# Task instructions
Each entry below should be output exactly, apart from its images.

== == ==

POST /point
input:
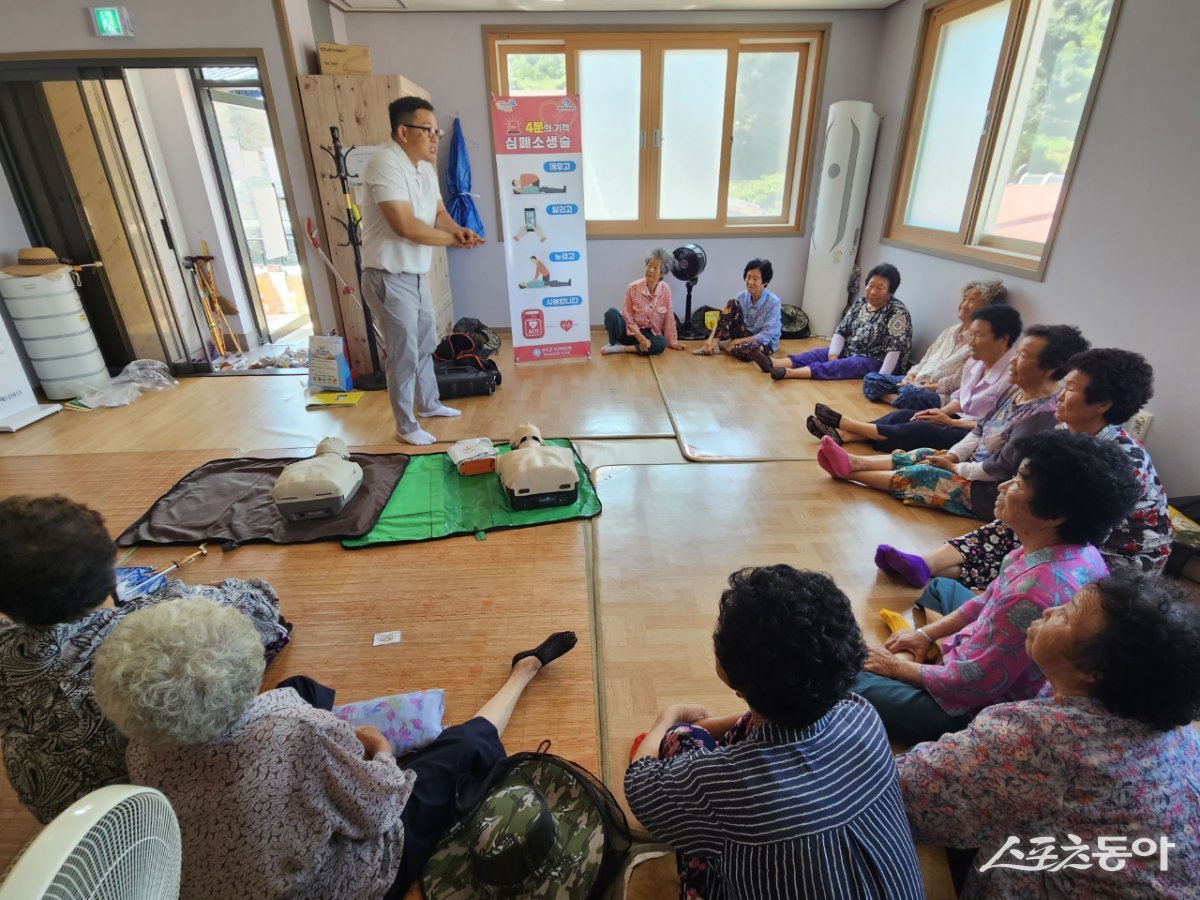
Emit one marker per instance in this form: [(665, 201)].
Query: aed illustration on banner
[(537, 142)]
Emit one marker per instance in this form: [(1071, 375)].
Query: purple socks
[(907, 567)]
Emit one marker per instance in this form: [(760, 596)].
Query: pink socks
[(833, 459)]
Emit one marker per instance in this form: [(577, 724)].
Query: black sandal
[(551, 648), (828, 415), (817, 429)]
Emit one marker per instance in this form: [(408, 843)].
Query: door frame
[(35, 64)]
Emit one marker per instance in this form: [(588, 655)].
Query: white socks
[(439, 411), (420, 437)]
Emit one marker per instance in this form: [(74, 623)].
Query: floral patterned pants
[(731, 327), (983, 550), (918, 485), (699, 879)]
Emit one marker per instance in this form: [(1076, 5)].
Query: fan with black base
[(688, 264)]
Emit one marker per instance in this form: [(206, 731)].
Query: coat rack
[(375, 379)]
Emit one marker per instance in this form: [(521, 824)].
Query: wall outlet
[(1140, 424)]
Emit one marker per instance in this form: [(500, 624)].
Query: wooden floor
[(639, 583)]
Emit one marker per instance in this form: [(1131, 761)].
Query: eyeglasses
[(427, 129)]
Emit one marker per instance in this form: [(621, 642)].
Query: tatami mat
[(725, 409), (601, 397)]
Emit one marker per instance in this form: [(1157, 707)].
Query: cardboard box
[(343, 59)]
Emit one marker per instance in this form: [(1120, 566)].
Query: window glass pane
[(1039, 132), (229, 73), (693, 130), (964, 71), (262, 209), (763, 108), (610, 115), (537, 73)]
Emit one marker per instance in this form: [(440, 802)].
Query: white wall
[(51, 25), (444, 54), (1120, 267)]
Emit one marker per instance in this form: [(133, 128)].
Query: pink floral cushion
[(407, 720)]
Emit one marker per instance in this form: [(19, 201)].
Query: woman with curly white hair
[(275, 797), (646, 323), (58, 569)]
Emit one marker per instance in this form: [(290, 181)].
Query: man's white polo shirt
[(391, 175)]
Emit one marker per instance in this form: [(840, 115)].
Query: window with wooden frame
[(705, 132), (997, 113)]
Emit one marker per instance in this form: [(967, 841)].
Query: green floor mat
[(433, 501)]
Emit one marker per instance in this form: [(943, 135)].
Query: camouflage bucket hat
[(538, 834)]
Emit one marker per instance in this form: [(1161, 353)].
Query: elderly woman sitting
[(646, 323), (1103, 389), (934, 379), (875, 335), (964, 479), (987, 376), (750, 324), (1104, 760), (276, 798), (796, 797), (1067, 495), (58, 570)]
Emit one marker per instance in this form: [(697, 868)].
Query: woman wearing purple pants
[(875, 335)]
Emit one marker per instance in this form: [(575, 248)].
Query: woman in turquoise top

== == ==

# Output below
POST /point
input:
Emit one marker per instance in this form: [(665, 201)].
Query: aed illustration on banner
[(537, 142)]
Emit one marker per instance in this form: [(1071, 375)].
Query: purple socks
[(907, 567)]
Emit one marker per instance in this form: [(760, 596)].
Query: pink socks
[(833, 459)]
Emit one marker per instance in this form: [(577, 724)].
Query: black sandal
[(551, 648), (828, 415), (817, 429)]
Emit one marker per instance in this form: [(408, 843)].
Query: door frame
[(35, 64)]
Emit one marker per instance in this form: [(588, 655)].
Query: white socks
[(439, 411), (420, 437)]
Emit one marker per instance in this form: [(74, 623)].
Query: floral patterned pants
[(731, 327), (983, 550), (918, 485), (699, 879)]
Emit one marker per instance in this form: [(1076, 5)].
Query: fan with black base
[(688, 264)]
Emit one marker per instance in this form: [(206, 731)].
Query: coat rack
[(375, 379)]
Emit one marker per instance in this form: [(521, 824)].
Query: wall outlet
[(1140, 424)]
Emit one marker per instance in this form: [(500, 624)].
Query: wooden floor
[(639, 583)]
Emit one marker per instance in this form: [(1131, 761)].
Query: eyeglasses
[(427, 129)]
Emit one marker per instance in this form: [(621, 642)].
Query: tatami mat
[(725, 409), (601, 397)]
Emit one marker per instance in this form: [(1157, 707)].
Query: cardboard box
[(343, 59)]
Emit one marker per instance in this form: [(1120, 566)].
Query: window glass pane
[(1039, 132), (229, 73), (693, 130), (964, 71), (262, 209), (763, 108), (610, 115), (537, 73)]
Emit one marker per instance in this form: [(440, 802)].
Query: white wall
[(51, 25), (444, 54), (1120, 267)]
Emit one marker per instance in this form: [(133, 128)].
Query: pink floral cushion
[(407, 720)]
Emit one marker per instance in this form: [(19, 201)].
Query: woman with curly white hair
[(275, 797), (646, 323), (58, 569)]
Emit one marker per instance in this form: [(290, 181)].
Query: man's white polo shirt
[(391, 175)]
Emit one marker per instance in this form: [(840, 115)].
Query: window with wooden frame
[(705, 132), (997, 113)]
Emit one marker per instance in this form: [(967, 841)].
Query: green floor mat
[(433, 501)]
Emit one marker per instance in this form: [(943, 135)].
Query: camouflage bucket hat
[(538, 834)]
Emit one marker per instance in this form: [(1161, 353)].
Query: elderly woman sitting
[(646, 323), (1103, 389), (934, 379), (875, 335), (964, 479), (987, 376), (750, 324), (1104, 760), (276, 798), (796, 797), (1067, 495), (58, 570)]
Emit one marker per instance in this form: [(697, 868)].
Query: woman wearing purple pants
[(875, 335)]
Emit one marker per instance in this form: [(575, 248)].
Query: woman in turquoise top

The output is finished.